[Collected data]
• • • • •

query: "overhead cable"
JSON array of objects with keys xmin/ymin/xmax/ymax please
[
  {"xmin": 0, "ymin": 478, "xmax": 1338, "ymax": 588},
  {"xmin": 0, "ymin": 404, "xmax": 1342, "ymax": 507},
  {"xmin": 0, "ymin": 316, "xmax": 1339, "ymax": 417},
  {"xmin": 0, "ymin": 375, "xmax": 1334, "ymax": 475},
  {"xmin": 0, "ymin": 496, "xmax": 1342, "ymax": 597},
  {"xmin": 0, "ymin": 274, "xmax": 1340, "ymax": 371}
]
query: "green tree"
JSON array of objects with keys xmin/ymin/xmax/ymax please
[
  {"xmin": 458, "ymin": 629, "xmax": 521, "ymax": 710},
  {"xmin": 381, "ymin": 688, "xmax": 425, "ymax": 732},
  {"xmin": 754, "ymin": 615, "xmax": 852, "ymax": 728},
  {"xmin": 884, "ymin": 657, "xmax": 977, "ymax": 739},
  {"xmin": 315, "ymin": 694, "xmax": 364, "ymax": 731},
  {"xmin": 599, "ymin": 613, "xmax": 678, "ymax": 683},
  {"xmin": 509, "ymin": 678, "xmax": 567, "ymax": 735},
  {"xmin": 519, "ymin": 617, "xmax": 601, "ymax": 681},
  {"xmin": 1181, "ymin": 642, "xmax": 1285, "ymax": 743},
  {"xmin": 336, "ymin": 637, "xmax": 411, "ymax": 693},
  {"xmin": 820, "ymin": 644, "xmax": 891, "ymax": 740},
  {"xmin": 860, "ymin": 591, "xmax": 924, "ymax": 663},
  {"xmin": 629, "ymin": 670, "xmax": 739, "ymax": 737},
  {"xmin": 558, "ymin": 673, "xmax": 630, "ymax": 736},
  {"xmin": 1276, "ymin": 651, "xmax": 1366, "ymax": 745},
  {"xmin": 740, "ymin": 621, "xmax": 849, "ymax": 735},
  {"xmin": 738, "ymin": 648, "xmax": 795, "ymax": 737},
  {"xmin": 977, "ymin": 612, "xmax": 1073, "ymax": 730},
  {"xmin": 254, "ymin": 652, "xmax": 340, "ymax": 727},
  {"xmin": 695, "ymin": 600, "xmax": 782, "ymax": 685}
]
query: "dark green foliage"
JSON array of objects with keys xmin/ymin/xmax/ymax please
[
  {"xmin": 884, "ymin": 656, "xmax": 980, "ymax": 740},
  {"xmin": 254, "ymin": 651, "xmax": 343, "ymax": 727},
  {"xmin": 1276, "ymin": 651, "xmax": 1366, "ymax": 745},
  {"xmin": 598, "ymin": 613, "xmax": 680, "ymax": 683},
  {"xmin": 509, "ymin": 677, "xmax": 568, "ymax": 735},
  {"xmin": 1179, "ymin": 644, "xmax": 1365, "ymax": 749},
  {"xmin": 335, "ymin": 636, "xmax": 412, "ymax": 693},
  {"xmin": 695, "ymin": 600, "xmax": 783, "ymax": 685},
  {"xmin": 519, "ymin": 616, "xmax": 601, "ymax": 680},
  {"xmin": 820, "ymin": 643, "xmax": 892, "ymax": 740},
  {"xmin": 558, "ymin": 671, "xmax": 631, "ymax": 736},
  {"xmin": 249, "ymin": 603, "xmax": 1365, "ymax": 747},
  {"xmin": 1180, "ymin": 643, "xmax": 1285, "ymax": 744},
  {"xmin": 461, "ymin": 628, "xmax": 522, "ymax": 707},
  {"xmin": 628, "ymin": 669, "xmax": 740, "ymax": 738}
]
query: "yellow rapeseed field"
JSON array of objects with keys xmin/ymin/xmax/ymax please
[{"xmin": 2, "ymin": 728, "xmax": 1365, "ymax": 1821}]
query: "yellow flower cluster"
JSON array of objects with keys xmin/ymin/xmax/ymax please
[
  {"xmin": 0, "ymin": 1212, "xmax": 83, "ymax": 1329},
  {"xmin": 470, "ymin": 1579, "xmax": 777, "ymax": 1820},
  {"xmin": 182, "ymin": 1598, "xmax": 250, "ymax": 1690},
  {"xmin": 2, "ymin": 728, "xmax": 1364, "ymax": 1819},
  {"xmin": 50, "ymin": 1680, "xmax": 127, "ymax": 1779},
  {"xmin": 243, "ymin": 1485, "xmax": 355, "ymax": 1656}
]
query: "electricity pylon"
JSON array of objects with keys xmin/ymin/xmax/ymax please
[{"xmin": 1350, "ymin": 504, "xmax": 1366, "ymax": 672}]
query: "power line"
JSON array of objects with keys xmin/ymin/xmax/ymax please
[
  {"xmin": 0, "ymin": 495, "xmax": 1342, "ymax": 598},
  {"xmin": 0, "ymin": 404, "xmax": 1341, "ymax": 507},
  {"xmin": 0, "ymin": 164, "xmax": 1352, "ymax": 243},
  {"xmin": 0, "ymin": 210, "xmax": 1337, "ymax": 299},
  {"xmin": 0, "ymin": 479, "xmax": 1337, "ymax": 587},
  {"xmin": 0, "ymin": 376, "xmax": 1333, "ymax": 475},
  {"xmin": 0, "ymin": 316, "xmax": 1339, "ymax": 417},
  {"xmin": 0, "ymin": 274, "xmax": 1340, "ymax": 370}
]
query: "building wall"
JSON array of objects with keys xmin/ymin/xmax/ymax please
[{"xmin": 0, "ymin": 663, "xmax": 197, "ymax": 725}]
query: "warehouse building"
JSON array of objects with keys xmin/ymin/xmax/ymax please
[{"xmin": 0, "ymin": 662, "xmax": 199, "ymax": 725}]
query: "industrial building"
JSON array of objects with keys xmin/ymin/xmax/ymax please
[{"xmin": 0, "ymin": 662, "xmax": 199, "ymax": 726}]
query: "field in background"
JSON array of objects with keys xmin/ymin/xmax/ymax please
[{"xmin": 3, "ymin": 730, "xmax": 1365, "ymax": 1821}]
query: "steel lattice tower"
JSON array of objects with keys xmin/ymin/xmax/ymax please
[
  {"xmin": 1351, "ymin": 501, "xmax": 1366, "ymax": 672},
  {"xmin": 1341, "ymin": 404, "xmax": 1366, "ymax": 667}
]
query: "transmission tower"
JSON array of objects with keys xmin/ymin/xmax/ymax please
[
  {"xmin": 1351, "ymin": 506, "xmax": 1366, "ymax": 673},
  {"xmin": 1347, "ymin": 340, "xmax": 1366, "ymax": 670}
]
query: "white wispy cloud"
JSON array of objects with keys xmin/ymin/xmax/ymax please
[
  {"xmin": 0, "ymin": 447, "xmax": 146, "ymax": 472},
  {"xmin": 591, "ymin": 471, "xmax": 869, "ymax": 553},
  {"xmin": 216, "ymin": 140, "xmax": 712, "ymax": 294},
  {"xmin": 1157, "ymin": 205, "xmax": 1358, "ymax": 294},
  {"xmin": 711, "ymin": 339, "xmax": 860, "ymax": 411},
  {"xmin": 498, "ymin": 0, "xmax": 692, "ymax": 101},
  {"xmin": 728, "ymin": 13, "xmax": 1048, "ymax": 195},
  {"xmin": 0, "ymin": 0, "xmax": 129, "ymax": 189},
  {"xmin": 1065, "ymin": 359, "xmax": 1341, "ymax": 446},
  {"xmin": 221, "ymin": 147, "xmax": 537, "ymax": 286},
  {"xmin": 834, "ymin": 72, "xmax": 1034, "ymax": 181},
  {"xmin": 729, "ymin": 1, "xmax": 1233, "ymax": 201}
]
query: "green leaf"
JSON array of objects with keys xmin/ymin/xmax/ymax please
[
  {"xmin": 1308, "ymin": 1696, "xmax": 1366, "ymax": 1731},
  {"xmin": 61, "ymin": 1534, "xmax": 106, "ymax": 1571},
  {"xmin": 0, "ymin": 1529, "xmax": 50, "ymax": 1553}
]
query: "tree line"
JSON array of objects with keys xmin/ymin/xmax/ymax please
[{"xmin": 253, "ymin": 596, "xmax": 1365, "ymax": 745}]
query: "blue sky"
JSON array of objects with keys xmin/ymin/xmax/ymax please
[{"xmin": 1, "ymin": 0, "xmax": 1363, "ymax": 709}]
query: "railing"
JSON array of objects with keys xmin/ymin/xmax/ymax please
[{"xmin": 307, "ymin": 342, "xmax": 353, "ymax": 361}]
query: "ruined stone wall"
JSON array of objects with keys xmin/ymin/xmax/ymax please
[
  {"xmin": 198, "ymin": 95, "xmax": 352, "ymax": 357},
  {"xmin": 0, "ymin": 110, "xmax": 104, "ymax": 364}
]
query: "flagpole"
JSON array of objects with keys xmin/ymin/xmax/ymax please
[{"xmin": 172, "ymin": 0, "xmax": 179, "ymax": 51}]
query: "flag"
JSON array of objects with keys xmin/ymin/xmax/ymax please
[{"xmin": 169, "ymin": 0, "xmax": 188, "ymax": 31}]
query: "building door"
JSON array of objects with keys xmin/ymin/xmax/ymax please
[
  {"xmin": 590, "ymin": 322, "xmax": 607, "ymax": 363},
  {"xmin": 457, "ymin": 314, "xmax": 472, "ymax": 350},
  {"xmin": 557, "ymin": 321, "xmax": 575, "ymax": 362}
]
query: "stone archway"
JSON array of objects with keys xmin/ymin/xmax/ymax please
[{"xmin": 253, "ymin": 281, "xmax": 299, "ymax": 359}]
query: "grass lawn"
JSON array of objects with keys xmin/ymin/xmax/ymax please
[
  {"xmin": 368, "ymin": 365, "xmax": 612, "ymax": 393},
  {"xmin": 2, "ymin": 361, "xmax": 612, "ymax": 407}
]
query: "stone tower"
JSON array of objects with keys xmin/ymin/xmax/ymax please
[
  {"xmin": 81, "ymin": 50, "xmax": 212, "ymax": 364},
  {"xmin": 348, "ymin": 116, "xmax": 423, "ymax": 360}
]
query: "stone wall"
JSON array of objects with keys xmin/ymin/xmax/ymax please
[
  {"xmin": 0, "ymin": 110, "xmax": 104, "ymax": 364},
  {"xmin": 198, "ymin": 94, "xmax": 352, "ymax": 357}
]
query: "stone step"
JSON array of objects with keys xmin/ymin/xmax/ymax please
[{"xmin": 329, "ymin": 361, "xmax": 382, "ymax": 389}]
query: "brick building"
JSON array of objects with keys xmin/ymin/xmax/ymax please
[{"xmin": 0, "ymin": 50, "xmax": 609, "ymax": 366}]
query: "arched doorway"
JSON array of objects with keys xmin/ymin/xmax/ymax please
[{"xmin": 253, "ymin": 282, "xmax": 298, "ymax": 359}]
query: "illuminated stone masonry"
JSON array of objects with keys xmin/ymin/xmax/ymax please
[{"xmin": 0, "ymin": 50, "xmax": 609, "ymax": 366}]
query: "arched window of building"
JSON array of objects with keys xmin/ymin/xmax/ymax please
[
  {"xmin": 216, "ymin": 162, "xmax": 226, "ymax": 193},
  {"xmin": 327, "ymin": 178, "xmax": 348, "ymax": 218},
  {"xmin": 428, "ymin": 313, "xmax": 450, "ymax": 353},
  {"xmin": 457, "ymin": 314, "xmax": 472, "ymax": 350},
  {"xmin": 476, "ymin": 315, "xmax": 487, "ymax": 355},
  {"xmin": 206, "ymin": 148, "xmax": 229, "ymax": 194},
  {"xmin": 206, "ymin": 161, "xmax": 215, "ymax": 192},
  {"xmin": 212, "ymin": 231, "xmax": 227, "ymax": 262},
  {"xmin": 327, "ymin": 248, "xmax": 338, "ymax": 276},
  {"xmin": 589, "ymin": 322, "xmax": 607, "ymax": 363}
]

• • • • •

Wherever a line above contains "wall", copy that line.

query: "building wall"
query: "ruined stone wall"
query: "stone wall"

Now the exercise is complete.